TEXTAUSZUG —
Internet Statement 2012-05

 

Der Umweltschutz – ein strategisches Ziel der proletarischen Revolution?

Ein paar polemische Anmerkungen zu Stefan Engel

Maria Weiß  11.2.2012      

Die MLPD, genau gesagt Stefan Engel, hat soeben den Klassenkampf neu erfunden.[1] Und nicht nur das, der Klassenkampf ist auch Teil des Kampfes für Umweltschutz. Das ist ein strategisches Ziel, brandneu. Oh, da ist man ja wirklich wieder mal ganz baff.

Fast könnte man meinen, von Revisionismus hätten sie noch nie etwas gehört. Statt dessen wird wieder einmal die sog. „kleinbürgerliche Denkweise“ auf das Panier gehoben. Und die existiert bei ihnen im luftleeren Raum, als ob die Denkweise eines Menschen nicht etwas mit seiner materiellen Existenz zu tun hätte, sich daraus ableitet.

Sicherlich wirkt sich die Denkweise auch auf die Handlungen eines Menschen aus, aber die materielle Existenz ist die Grundlage, nicht umgekehrt die Denkweise. Das steht auf dem Kopf bei der MLPD, und stellt reaktionären bürgerlichen Idealismus dar.

Zu bekämpfen innerhalb der Bewegung ist nicht die „kleinbürgerliche Denkweise“ vor allen Dingen, sondern der Arbeiteraristokratismus. Und dieser Arbeiteraristokratismus ist eine ganz materielle Angelegenheit, die sich nährt aus der Ausbeutung, der internationalen Ausbeutung und aus der Bestechung aus diesen Extraprofiten aus dieser Ausbeutung. Im Gefolge davon entsteht u.a. diese reaktionäre „kleinbürgerliche Denkweise“, nicht umgekehrt. Aber das wurde ja schon früher von uns kritisiert.

Die ganze Tatsache, daß der Kapitalismus selbstverständlich auch die Neigung dazu hat, die Natur bis in extenso auszubeuten, wenn es seinem Profitstreben dienlich ist, ist völlig logisch. Dieses Problem löst sich aber mit der Ablösung dieses Gesellschaftssystems. Dazu braucht man keine „Umweltpolitik“ zum strategischen Ziel zu erklären, indem man sich in opportunistischer Form an die bourgeoise Propaganda anlehnt, welche selbst die Umweltpolitik zum vorrangigen Thema macht, um vom System der Ausbeutung und alledem, was es damit auf sich hat und all seinen Konsequenzen, abzulenken. Und genau dieser Tendenz des Kapitals wird Stegfan Engel in diesem Interview gerecht. Dieser Tendenz wird von ihm nachgegeben, was allerdings auch nicht verwundert bei den ganzen opportunistischen Grundlagen dieser Organisation.

EINTRÄGE —
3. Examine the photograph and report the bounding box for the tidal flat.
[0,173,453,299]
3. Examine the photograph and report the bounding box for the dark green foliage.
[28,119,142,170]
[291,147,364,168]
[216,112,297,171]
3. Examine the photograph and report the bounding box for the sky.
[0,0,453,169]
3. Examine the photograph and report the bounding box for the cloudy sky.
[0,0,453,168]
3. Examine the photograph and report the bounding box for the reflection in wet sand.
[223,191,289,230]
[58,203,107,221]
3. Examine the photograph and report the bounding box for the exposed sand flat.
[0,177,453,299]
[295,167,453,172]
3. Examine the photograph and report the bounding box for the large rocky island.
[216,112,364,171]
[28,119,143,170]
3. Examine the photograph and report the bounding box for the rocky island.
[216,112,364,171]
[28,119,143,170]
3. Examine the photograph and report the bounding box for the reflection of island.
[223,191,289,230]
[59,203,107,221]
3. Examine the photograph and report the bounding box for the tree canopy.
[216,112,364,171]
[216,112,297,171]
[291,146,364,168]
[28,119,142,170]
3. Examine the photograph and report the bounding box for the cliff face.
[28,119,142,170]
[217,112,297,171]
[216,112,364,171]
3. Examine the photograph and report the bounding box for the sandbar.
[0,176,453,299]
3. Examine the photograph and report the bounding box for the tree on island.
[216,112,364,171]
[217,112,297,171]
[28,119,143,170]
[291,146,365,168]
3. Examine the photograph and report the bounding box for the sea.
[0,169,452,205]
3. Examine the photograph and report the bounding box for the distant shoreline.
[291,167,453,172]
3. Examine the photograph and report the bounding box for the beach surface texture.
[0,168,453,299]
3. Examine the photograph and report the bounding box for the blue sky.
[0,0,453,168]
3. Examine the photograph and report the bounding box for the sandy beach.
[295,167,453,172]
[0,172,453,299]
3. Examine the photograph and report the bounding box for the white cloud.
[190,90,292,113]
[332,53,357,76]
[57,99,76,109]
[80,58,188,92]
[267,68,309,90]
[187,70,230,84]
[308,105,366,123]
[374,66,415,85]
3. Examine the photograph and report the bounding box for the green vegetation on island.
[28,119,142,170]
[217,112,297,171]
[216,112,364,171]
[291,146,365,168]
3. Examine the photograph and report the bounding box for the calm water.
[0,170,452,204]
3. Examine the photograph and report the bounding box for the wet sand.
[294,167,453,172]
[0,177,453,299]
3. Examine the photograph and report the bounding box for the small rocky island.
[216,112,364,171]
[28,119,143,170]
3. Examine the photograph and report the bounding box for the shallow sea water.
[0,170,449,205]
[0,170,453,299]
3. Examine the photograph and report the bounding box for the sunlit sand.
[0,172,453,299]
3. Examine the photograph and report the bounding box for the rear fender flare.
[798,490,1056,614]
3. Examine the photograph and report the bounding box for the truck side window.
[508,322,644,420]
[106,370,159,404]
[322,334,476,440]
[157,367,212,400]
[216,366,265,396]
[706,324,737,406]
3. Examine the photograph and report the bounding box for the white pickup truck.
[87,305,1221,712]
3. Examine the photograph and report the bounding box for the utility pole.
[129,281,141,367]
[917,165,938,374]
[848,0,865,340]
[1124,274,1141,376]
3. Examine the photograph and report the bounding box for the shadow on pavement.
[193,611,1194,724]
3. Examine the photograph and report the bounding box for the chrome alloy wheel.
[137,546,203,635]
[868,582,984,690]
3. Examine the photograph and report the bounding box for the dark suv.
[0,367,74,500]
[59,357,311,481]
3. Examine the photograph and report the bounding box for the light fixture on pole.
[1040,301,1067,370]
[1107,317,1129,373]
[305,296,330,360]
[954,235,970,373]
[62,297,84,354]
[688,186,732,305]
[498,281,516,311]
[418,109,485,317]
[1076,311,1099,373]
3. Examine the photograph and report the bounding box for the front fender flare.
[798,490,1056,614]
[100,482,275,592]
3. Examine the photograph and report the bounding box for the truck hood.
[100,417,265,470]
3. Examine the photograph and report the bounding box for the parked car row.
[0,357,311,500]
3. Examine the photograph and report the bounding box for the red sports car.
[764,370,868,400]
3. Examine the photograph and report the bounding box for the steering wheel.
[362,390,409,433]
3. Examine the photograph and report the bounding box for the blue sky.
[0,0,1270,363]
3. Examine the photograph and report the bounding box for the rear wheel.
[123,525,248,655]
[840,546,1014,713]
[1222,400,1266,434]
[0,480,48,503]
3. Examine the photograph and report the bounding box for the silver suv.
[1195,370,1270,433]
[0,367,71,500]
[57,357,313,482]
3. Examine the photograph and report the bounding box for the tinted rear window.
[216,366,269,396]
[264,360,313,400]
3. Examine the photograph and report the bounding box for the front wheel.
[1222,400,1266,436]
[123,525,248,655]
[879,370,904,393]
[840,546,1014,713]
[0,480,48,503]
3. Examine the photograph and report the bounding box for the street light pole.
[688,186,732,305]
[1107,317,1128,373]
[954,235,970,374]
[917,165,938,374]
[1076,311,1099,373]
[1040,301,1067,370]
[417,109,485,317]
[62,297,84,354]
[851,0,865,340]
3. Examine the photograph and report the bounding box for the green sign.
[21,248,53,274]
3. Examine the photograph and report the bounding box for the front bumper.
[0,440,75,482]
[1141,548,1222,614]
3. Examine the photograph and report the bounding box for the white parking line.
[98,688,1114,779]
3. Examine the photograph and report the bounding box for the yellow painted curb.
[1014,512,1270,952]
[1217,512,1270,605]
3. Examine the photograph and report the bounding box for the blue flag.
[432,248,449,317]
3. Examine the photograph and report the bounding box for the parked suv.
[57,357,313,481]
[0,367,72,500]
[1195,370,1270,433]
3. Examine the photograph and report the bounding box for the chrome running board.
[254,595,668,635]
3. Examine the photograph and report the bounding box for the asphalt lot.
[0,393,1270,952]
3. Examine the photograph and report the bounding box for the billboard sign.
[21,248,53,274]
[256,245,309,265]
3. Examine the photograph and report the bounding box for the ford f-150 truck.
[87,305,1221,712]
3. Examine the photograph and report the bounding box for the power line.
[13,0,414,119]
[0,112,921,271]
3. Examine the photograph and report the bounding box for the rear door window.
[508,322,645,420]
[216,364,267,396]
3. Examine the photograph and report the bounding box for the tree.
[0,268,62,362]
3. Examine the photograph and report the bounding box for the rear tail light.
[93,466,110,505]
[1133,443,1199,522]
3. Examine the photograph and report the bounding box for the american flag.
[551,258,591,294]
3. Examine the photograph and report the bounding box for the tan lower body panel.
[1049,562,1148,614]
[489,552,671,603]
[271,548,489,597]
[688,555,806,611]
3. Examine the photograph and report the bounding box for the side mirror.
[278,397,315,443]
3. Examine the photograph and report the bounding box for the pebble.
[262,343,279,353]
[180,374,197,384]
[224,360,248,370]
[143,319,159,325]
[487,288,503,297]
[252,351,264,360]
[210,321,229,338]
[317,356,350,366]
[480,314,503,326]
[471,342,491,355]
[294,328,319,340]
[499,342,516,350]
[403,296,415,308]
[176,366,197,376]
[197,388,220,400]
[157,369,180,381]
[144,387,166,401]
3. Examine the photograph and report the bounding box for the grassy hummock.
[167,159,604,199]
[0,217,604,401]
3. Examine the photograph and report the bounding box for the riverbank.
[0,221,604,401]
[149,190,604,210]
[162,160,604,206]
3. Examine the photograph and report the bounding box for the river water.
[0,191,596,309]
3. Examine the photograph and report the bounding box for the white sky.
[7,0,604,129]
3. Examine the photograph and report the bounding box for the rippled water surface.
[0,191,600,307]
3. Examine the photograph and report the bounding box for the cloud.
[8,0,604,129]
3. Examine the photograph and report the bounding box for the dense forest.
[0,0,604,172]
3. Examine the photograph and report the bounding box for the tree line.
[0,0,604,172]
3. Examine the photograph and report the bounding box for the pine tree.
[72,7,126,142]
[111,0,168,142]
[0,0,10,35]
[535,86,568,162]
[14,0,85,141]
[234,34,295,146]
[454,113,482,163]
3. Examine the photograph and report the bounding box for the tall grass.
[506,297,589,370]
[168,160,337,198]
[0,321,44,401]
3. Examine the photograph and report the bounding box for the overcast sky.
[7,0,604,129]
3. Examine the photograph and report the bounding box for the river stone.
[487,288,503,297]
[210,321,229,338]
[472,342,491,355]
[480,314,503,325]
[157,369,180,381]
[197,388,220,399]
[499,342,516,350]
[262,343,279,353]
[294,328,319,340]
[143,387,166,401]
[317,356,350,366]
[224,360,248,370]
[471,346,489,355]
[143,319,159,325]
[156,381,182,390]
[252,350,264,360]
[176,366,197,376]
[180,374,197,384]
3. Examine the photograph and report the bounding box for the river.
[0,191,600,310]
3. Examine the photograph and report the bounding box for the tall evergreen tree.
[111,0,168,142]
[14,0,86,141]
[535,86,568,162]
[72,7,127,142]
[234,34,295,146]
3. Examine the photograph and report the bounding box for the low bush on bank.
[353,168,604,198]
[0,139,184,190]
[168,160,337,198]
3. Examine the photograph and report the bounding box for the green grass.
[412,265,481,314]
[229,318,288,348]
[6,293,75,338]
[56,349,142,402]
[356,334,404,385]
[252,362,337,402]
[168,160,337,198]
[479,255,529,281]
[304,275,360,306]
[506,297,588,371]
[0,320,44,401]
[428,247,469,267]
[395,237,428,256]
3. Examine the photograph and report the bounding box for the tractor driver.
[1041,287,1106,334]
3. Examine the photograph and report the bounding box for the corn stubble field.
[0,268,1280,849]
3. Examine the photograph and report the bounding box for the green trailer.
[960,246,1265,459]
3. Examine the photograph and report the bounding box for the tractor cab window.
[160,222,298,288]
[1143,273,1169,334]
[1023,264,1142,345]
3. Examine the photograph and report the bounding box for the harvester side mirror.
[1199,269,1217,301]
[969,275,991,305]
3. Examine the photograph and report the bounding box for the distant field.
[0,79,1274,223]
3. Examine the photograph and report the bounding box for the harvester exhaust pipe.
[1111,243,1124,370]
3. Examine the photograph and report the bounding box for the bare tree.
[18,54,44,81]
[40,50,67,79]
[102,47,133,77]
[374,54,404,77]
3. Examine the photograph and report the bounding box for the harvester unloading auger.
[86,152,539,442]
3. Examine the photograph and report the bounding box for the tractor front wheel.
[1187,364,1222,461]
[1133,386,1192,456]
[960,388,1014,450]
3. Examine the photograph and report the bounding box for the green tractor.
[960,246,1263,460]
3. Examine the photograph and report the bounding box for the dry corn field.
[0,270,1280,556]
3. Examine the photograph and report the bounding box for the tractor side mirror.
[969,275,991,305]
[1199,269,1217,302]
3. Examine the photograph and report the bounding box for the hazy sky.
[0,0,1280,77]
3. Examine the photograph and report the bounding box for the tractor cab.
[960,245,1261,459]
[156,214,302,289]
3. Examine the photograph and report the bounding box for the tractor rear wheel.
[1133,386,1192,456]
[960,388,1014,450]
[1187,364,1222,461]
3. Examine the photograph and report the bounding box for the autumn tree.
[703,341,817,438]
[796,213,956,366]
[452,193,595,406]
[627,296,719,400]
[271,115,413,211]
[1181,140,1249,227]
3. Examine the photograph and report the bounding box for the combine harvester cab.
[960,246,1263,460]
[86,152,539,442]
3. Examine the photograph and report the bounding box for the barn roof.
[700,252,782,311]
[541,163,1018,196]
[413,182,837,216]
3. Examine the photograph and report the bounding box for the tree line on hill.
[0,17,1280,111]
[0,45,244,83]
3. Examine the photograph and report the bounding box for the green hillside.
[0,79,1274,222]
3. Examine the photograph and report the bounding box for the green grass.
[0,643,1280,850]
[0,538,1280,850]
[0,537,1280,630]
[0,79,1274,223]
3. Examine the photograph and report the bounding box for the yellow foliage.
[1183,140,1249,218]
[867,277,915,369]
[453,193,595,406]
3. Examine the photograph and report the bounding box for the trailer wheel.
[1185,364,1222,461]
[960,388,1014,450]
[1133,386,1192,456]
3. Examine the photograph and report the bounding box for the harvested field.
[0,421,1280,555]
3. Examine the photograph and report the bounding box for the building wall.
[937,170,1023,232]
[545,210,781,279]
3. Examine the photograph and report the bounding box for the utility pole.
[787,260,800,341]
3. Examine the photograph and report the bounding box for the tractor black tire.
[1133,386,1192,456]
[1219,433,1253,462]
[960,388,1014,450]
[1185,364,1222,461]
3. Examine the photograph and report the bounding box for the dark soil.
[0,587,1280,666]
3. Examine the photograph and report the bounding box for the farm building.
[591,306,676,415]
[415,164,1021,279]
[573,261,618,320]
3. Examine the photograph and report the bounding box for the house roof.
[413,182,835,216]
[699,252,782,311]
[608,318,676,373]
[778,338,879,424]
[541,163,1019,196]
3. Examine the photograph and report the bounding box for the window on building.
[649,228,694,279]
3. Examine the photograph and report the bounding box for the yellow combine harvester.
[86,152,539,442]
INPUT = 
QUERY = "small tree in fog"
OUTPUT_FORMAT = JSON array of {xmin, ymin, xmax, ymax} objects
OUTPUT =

AUFGABENSTELLUNG — Welche Substantive im Textauszug enden auf „-ismus“? Führe jedes in der Reihenfolge seines ersten Auftretens einmal auf.

LÖSUNG — Revisionismus, Idealismus, Arbeiteraristokratismus, Kapitalismus